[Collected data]

☆ ☆ ☆ ☆

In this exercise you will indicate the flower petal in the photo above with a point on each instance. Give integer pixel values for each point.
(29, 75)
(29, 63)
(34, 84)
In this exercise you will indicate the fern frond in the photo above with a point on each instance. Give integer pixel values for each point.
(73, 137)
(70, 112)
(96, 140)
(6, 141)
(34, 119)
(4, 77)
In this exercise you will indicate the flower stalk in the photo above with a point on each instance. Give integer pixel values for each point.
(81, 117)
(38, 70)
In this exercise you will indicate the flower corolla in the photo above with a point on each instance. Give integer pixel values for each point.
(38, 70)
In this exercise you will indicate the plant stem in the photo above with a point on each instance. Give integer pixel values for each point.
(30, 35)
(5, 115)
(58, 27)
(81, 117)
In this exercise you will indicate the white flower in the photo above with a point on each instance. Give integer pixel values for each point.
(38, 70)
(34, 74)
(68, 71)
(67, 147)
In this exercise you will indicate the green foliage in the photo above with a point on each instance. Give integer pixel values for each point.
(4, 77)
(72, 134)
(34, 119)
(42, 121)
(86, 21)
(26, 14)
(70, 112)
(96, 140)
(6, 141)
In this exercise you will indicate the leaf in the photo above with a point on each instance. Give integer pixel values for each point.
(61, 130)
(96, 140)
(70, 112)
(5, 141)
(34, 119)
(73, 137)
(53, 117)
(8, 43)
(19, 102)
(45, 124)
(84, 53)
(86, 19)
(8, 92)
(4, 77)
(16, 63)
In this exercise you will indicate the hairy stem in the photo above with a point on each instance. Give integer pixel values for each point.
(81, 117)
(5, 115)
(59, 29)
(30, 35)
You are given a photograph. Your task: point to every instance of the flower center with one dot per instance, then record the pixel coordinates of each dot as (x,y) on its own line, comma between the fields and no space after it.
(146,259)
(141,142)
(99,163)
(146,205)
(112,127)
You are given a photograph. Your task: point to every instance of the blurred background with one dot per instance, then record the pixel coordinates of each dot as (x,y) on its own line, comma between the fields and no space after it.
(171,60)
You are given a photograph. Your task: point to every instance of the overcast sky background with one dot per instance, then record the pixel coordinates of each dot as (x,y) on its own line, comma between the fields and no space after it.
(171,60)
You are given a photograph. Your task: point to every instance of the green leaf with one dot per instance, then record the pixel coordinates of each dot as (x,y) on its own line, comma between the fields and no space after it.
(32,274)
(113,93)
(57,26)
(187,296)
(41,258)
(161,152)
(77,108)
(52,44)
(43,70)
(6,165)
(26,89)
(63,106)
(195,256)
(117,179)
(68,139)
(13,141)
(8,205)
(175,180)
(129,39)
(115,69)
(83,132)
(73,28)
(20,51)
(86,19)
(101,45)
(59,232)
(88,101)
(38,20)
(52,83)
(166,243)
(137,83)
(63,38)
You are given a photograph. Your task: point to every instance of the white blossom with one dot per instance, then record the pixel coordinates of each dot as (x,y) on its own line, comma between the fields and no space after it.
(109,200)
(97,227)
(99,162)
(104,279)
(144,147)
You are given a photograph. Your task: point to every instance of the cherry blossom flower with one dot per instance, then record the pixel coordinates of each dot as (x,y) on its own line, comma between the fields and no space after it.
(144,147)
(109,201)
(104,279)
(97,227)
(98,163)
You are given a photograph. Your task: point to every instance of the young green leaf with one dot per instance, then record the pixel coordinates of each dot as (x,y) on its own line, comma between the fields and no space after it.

☆ ☆ ☆ ☆

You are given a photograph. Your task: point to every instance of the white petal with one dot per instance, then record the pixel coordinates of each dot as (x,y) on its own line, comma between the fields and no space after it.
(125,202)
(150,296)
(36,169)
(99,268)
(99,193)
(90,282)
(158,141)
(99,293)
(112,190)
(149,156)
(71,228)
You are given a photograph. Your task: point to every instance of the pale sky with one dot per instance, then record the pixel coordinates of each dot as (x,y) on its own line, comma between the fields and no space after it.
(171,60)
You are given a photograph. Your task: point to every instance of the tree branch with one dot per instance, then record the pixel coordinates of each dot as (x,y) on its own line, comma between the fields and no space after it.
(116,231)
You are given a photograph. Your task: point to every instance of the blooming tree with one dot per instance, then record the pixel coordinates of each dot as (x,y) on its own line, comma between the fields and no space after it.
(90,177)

☆ ☆ ☆ ☆

• **PROBLEM TO SOLVE**
I'd like the lines above from the one with "of the blurred" up to and including the one with "of the young" copied exactly, with no other lines.

• **ANSWER SECTION**
You are given a photograph. Your task: point to every instance of the blurred background with one dot per instance, then record the pixel coordinates of each dot as (x,y) on its own line, comma between the fields and no space after it.
(171,60)
You are given a photograph. Your task: point to every instance of the overcast sky background with one dot per instance, then record the pixel coordinates of each dot as (x,y) on its own line, comma between the fields and no space after it.
(171,60)
You are given a photograph. Your task: point to every instance of the green leaf with one dot per instance, then record the pixel coordinates of each dot as (x,y) on its own line, comma between the fields and no space after it.
(32,274)
(113,93)
(57,26)
(187,296)
(41,258)
(161,152)
(77,108)
(52,44)
(43,70)
(6,165)
(26,89)
(63,106)
(195,256)
(117,179)
(68,139)
(13,141)
(8,205)
(175,180)
(129,39)
(115,69)
(83,132)
(73,28)
(20,51)
(86,19)
(101,45)
(59,232)
(88,101)
(38,20)
(52,83)
(166,243)
(137,83)
(63,38)
You are given a photograph. Your task: point to every instance of the white blossom with one dot per instance, then record the pixel coordinates of each dot as (x,y) on its own line, comma between the fields and no space after it.
(109,200)
(97,227)
(99,162)
(104,279)
(144,147)
You are given a photograph. Your task: point to every instance of the cherry blossom flower with one dot per instance, then record the pixel coordinates of each dot as (x,y) on its own line, comma between the fields and no space after it.
(144,147)
(109,201)
(104,279)
(97,227)
(98,163)
You are given a photograph. Your task: point to every instance of the young green leaf with one dot per instance, then record the pixel coordinates of each dot as (x,y) on its own line, comma between the fields and no space after it.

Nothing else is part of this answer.